• Exercise goal
Please return exactly the lines from the beginning of the listing up to and including the line with "Guideline: one keypoint for each instance of the oboz", with no pictures.

• Material provided

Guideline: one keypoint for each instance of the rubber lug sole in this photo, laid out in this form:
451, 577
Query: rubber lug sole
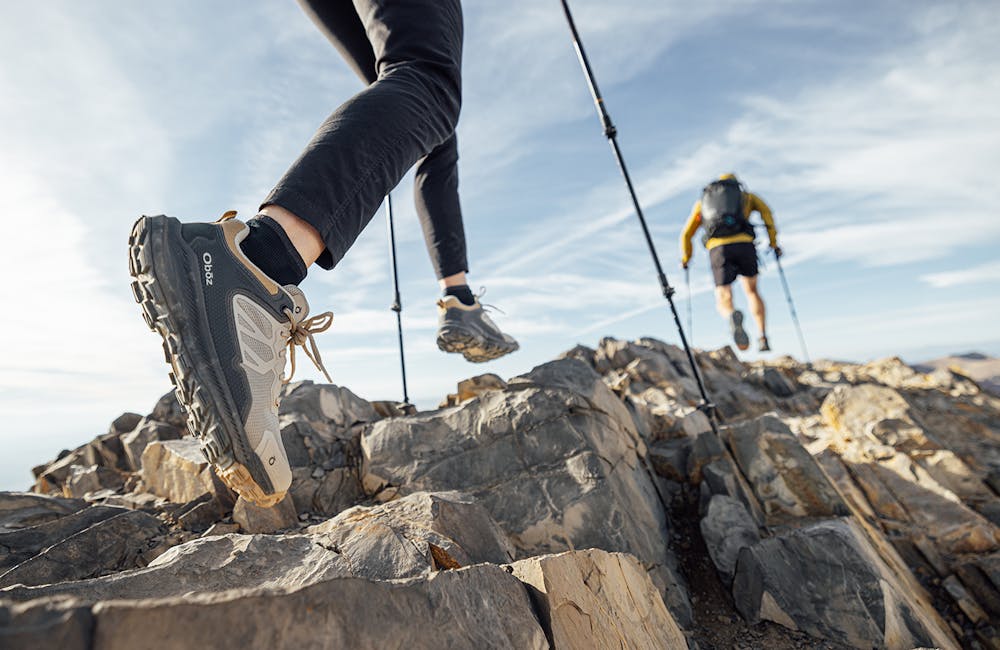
202, 416
472, 348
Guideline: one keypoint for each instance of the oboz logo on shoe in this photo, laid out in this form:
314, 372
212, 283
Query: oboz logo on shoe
207, 259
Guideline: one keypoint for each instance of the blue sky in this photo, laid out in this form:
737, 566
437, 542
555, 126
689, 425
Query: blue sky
871, 129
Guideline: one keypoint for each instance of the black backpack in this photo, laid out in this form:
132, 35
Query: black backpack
722, 209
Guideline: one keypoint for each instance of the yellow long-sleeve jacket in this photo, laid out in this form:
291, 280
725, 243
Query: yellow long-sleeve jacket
751, 203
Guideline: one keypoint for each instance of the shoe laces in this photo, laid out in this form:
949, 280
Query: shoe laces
301, 334
485, 305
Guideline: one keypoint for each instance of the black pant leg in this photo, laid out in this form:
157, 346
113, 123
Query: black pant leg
339, 22
365, 147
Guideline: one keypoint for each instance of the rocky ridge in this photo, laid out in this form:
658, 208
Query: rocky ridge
587, 503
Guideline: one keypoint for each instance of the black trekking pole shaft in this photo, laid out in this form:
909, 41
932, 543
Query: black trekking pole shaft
397, 303
791, 307
687, 283
611, 133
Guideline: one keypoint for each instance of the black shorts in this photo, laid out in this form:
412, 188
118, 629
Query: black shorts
731, 260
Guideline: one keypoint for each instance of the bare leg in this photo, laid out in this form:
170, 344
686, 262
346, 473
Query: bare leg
724, 300
304, 237
756, 303
453, 280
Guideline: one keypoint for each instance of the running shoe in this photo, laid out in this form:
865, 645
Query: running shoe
468, 329
225, 327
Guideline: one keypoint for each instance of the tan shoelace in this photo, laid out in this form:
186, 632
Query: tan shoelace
301, 334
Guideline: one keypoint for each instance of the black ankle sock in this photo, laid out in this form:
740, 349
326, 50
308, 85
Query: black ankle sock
463, 293
272, 251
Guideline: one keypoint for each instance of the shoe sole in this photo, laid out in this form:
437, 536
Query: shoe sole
189, 374
739, 334
471, 347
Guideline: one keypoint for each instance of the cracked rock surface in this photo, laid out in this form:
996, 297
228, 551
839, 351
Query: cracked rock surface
587, 503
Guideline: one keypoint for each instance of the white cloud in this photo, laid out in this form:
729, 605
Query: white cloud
981, 273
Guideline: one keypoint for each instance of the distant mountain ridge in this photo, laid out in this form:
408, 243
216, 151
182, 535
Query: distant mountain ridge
984, 369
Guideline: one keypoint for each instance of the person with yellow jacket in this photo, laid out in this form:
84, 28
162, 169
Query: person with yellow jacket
724, 212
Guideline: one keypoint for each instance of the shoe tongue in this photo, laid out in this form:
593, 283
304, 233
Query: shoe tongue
300, 307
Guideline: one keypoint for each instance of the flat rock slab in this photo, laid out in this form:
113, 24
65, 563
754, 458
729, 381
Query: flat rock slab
19, 545
208, 564
594, 599
555, 458
727, 528
477, 607
787, 481
178, 471
406, 538
254, 519
24, 509
112, 544
459, 528
829, 581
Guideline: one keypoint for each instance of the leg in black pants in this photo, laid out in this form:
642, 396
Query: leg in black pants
378, 40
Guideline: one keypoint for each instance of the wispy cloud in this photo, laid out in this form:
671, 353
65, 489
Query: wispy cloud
981, 273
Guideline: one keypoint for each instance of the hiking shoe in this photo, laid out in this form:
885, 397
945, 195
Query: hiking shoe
225, 327
469, 330
739, 334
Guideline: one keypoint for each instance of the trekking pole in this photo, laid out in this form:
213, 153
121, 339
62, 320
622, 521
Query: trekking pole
612, 135
397, 303
687, 281
791, 307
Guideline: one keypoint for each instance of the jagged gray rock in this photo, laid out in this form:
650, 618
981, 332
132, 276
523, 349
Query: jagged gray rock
177, 470
24, 509
135, 441
447, 527
476, 607
16, 546
111, 544
594, 599
86, 480
405, 538
555, 458
727, 528
827, 579
254, 519
787, 481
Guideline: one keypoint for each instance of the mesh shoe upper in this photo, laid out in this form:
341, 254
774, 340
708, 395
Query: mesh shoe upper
235, 324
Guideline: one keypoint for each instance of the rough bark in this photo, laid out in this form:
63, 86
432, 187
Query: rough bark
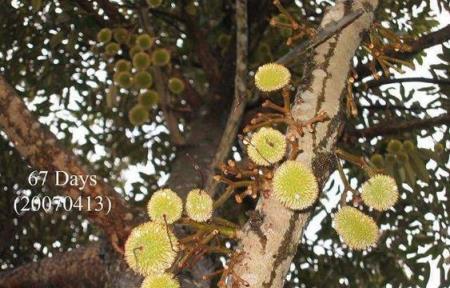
268, 249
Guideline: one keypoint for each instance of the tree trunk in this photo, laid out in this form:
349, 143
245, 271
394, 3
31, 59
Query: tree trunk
267, 249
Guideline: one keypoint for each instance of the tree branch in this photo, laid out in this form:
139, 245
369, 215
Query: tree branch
386, 129
41, 149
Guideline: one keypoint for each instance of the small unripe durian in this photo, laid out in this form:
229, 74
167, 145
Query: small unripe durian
267, 147
160, 57
295, 185
104, 35
271, 77
377, 160
121, 35
151, 248
199, 205
138, 115
164, 280
141, 61
394, 146
148, 98
356, 229
165, 204
154, 3
112, 49
143, 79
380, 192
144, 41
176, 85
123, 79
122, 66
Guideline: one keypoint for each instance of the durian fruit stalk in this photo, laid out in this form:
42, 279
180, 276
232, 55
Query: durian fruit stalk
356, 229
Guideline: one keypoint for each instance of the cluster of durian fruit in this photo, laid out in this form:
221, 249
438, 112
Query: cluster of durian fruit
295, 185
152, 247
134, 56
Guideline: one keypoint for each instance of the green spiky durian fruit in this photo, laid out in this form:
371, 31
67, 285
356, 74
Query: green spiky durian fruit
199, 205
151, 248
394, 146
267, 146
295, 186
377, 160
104, 36
122, 65
165, 206
143, 79
380, 192
154, 3
148, 98
356, 229
123, 79
164, 280
176, 85
144, 41
138, 115
112, 49
141, 61
121, 35
161, 57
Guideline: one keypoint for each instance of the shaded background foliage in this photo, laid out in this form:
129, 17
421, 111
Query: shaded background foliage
48, 53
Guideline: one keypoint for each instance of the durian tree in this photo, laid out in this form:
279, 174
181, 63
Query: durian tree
247, 143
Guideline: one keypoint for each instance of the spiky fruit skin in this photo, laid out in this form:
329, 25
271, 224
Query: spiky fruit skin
138, 115
161, 57
144, 41
123, 79
271, 77
148, 98
150, 248
267, 147
295, 186
112, 49
176, 85
154, 3
121, 35
104, 36
164, 280
380, 192
143, 79
122, 66
165, 206
199, 205
356, 229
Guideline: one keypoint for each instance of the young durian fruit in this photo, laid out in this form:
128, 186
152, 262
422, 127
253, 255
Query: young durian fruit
143, 79
161, 57
267, 146
154, 3
356, 229
199, 205
123, 79
151, 248
165, 206
104, 36
164, 280
380, 192
122, 65
271, 77
176, 85
112, 49
148, 98
121, 35
144, 41
138, 115
141, 61
295, 186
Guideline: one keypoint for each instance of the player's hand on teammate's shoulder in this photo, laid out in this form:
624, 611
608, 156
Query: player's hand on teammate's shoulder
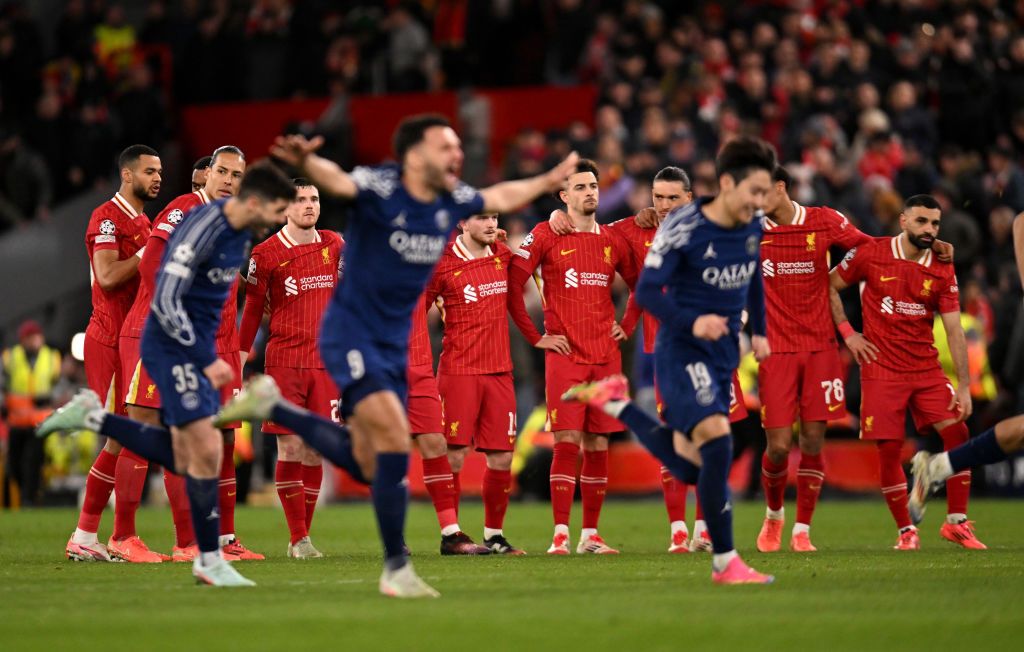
761, 348
962, 402
219, 373
711, 327
560, 223
864, 352
647, 218
556, 343
294, 148
943, 251
556, 176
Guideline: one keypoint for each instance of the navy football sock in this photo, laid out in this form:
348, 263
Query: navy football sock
328, 438
152, 442
390, 493
206, 516
713, 489
656, 437
977, 452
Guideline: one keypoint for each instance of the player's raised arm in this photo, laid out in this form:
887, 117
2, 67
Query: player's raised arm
326, 174
509, 196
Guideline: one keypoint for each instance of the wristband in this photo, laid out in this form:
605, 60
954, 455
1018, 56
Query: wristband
846, 330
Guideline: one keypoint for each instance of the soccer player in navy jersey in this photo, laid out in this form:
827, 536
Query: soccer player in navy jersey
199, 269
700, 272
403, 216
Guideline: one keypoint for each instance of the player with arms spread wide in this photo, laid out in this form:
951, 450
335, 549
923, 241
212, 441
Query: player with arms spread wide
904, 286
200, 267
699, 274
291, 277
402, 217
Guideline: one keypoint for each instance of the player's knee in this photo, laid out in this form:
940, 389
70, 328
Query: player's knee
500, 461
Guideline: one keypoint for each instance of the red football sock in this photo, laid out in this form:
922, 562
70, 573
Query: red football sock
893, 480
675, 496
440, 485
593, 485
177, 496
957, 486
312, 478
497, 485
563, 480
129, 480
227, 488
773, 477
457, 481
810, 477
288, 478
98, 485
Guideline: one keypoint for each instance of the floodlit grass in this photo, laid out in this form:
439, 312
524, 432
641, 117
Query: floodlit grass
854, 594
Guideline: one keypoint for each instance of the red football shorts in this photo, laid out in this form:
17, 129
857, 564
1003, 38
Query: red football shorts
807, 386
231, 389
560, 374
102, 374
423, 404
141, 391
479, 410
737, 408
307, 388
884, 404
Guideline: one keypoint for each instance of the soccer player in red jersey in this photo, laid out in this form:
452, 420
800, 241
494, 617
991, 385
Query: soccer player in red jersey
803, 379
426, 425
142, 396
115, 242
581, 344
474, 376
904, 286
291, 277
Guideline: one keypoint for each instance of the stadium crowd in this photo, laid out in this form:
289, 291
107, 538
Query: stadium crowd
865, 102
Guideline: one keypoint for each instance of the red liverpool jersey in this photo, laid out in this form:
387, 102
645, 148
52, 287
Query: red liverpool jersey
472, 294
419, 337
115, 225
292, 284
577, 271
899, 301
639, 241
163, 226
795, 267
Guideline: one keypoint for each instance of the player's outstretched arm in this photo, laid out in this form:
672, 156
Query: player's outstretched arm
509, 196
957, 350
326, 174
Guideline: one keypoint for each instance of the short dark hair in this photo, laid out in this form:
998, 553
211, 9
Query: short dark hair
672, 173
266, 181
131, 155
781, 174
924, 201
225, 149
742, 156
587, 165
410, 132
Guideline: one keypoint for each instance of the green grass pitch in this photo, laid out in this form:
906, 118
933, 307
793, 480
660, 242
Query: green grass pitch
854, 594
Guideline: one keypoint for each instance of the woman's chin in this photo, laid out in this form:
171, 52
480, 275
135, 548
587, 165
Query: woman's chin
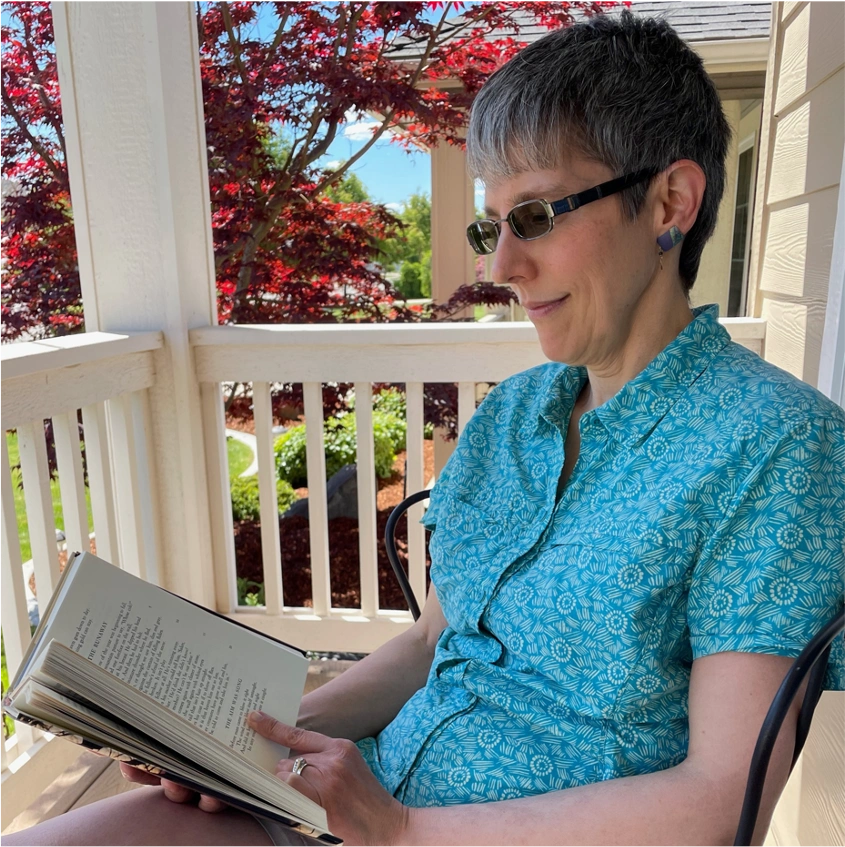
554, 346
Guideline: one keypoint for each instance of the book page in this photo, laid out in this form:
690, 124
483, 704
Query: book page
205, 668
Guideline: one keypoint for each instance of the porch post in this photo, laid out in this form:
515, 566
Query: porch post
832, 359
133, 118
452, 208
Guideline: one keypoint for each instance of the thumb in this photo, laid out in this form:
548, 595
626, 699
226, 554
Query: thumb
288, 736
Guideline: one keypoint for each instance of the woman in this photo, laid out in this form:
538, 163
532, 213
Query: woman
628, 547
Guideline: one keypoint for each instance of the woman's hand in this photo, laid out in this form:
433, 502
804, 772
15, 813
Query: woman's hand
173, 791
359, 809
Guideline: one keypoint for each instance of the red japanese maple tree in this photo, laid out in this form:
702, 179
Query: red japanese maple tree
280, 78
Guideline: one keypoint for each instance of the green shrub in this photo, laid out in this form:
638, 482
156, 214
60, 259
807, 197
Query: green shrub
339, 435
389, 414
245, 501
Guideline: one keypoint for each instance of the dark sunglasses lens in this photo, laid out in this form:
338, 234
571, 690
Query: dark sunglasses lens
530, 220
483, 236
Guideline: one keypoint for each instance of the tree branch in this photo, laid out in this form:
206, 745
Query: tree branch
39, 148
237, 54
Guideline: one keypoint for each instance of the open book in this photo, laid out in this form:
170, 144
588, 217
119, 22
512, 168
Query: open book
132, 671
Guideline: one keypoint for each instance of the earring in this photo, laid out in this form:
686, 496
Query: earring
670, 239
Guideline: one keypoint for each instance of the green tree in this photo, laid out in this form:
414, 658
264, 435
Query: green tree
410, 250
350, 189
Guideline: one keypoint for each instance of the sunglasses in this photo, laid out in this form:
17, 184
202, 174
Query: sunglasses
536, 218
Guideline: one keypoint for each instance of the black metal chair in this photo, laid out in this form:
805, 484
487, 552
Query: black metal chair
812, 662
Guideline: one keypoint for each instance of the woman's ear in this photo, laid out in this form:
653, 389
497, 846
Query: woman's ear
679, 196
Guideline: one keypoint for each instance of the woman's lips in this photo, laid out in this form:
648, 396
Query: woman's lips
539, 309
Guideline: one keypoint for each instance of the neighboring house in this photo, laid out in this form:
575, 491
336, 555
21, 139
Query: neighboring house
733, 40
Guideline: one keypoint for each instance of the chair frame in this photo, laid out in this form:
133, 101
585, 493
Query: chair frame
812, 662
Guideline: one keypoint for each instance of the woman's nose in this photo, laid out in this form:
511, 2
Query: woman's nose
509, 260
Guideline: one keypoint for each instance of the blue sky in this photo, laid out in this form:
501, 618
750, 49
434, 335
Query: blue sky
389, 173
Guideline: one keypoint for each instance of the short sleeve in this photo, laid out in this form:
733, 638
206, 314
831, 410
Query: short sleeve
774, 571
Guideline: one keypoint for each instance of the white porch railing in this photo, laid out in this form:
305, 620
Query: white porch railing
107, 376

• Answer to the problem
Guideline: one keypoint for each instance of the rubber lug sole in this photo, laid out in this form:
451, 577
Query: rubber lug sole
202, 416
472, 348
Guideline: one keypoint for each instance of the oboz logo on shoe in this photo, laid out in this form:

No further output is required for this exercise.